## Exercise requirements
Repeat the records below word for word, omitting the pictures.

## Entries

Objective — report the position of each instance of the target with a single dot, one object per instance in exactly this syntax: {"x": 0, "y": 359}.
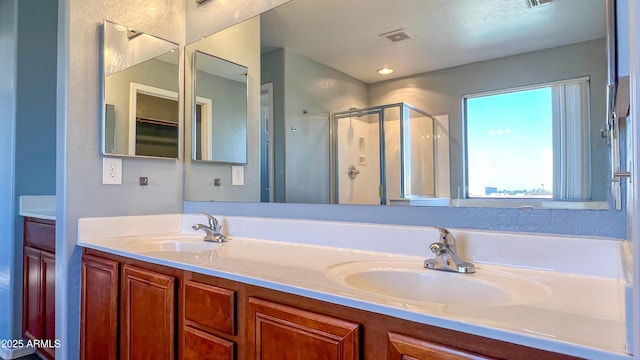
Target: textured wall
{"x": 35, "y": 156}
{"x": 79, "y": 163}
{"x": 8, "y": 56}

## Task answer
Objective — report the position of each instance of the target with a single dot, one object per instance in exactly this syntax: {"x": 0, "y": 359}.
Target: textured wall
{"x": 35, "y": 156}
{"x": 79, "y": 163}
{"x": 8, "y": 56}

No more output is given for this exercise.